» Quoted passage

+-------+

South 2 North

Tackling ‘the big three’

We discuss malaria, TB and HIV/AIDS, three infectious diseases that account for 10 percent of all deaths worldwide.

No subject is off limits in the first ever global talk show hosted from Africa in which Redi Tlhabi talks frankly to inspiring and intriguing personalities from across the world.

Doctors call them “the big three” – malaria, tuberculosis (TB) and HIV/AIDS – three infectious diseases that account for 10 percent of all deaths worldwide.

The UN-backed Global Fund estimates it needs $87bn to bring these killer diseases under control.

To discuss the challenges of drug-resistant diseases, how we can finance treatment, and the millennium development goals, this week Redi Tlhabi speaks to Dr Lucica Ditiu, the executive secretary of the Stop TB Partnership based at the World Health Organisation (WHO) in Geneva; and Dr Mphu Ramatlapeng, the executive vice president at the Clinton Health Access Initiative and Lesotho’s former health minister. 

Ramatlapeng explains that mine workers from Southern Africa bring drug-resistant forms of TB back from the mines in South Africa to their villages, which consequently results in a rise in infections among women and children in the rural areas.

The Southern African Development Community (SADC) has now outlined guidelines for cohesive treatment plans throughout the area, to prevent different strains of the TB virus jumping from area to area.

+-------+

» Work request
Could you reproduce the stretch of the South 2 North page from "Ramatlapeng explains that" through "the rural areas.", word for word?

+-------+

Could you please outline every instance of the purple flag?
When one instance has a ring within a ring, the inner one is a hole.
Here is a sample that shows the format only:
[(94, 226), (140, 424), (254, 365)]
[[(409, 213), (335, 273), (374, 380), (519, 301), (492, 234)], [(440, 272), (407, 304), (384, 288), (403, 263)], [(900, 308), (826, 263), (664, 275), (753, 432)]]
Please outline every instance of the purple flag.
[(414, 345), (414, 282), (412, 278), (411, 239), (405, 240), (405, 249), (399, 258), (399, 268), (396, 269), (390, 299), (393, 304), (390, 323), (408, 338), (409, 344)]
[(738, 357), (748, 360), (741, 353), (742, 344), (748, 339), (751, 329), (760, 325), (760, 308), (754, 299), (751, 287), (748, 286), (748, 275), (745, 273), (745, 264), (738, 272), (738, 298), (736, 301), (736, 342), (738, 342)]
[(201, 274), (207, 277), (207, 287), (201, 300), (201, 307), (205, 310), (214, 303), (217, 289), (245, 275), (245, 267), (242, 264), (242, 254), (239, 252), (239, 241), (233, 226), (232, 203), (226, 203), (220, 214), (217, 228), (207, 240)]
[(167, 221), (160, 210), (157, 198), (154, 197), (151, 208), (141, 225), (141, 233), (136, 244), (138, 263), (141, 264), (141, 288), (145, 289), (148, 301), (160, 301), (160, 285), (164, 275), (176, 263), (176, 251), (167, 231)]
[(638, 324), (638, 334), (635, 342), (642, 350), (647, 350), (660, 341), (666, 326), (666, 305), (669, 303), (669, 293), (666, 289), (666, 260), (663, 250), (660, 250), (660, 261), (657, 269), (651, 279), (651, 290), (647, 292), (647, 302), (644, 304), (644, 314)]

+-------+

» Result for this exercise
Ramatlapeng explains that mine workers from Southern Africa bring drug-resistant forms of TB back from the mines in South Africa to their villages, which consequently results in a rise in infections among women and children in the rural areas.